Write out every row below in full, shifting each point coordinate in the answers by adding 94 to it. Leave the pictures out.

[start of LISTING]

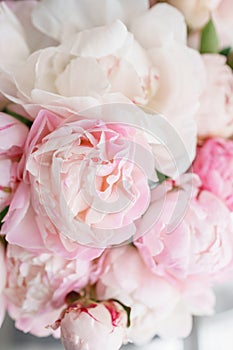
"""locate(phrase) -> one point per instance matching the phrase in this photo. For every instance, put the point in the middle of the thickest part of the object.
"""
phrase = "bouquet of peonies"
(116, 160)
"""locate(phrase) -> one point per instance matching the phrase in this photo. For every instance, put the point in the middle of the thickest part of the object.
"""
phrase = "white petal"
(61, 20)
(97, 42)
(159, 26)
(13, 46)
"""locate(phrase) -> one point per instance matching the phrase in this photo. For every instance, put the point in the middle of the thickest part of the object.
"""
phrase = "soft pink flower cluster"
(116, 190)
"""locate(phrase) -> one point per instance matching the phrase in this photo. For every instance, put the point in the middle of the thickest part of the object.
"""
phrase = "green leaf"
(18, 117)
(161, 177)
(2, 215)
(209, 38)
(225, 51)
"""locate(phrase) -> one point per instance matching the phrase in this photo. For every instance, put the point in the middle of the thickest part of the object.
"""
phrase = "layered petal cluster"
(37, 285)
(13, 136)
(199, 244)
(158, 307)
(215, 115)
(214, 165)
(85, 184)
(111, 56)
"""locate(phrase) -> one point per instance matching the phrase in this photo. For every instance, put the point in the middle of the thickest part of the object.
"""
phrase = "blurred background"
(209, 333)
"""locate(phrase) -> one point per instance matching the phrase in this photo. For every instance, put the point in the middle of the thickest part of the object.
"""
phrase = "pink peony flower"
(215, 115)
(37, 286)
(87, 324)
(222, 17)
(214, 165)
(199, 245)
(2, 283)
(86, 186)
(157, 306)
(115, 58)
(12, 139)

[end of LISTING]

CORRECT RESULT:
"""locate(phrase) -> one point per instance matching the phrase in this photo. For every instance, put the point in the middle of the thickest part of the object.
"""
phrase = "bouquet of peonies"
(210, 254)
"""locate(phrase) -> one point per instance matching the phrase in this photo. For every instance, put the point in the middle of the thickest part of the object.
"""
phrase = "white petal"
(155, 114)
(191, 136)
(253, 120)
(107, 140)
"""locate(phrase) -> one point per instance matching the phrase in this photo. For every instance, put the point in the middle of the thickest part of the object.
"""
phrase = "soft pink flower cluster"
(210, 284)
"""locate(phrase) -> one point per instance matching the phrase in this photo. For every instance, put the point in the middle of the thickest part of the object.
"""
phrase = "green leaf"
(112, 211)
(255, 271)
(96, 309)
(303, 132)
(319, 145)
"""locate(phrase) -> one point per instance matching the phrase in this photo. For every instance, put the point in the middle of the thickest part of the object.
"""
phrase = "layered petal cluster"
(131, 379)
(107, 230)
(293, 338)
(252, 401)
(309, 209)
(308, 259)
(179, 278)
(205, 150)
"""locate(phrase) -> one point per instance matching the phrase in this photo. For every instance, put the point in the middle of the thickest part of the object.
"""
phrase = "blurred background"
(303, 427)
"""locate(phrase) -> one point per instance matching the phrase in this photo. For every instance, put the point in the middle of the thickest part of the object.
"""
phrase = "pink peony flower"
(309, 209)
(131, 380)
(181, 418)
(316, 111)
(308, 259)
(293, 339)
(96, 377)
(180, 280)
(251, 400)
(209, 152)
(106, 233)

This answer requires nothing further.